- Stored data entries
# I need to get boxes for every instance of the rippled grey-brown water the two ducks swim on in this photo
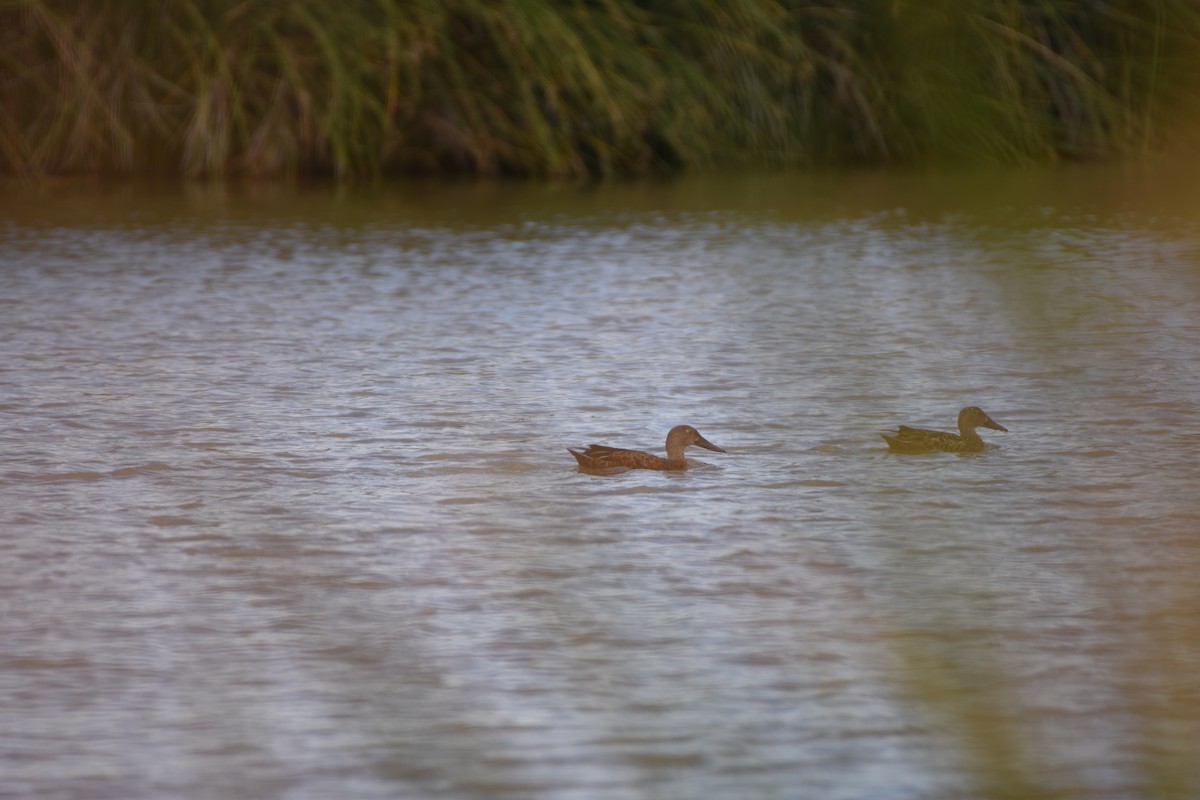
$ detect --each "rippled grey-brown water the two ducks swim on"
[0,167,1200,800]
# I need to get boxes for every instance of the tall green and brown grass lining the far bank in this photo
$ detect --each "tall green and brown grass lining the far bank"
[0,0,1200,176]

- Task item
Above are records with pictures; repeat the records exactly and leave the pictures out.

- Your solution
# I need to get boxes for every instance of the rippled grey-brown water the two ducks swim on in this photo
$ detect --each "rippled grey-brown water the two ducks swim on"
[0,167,1200,800]
# I need to get boxes for every instance of the tall green and brown grass lining the far bank in this photo
$ detect --each "tall green and brown grass lining the far bank"
[0,0,1200,176]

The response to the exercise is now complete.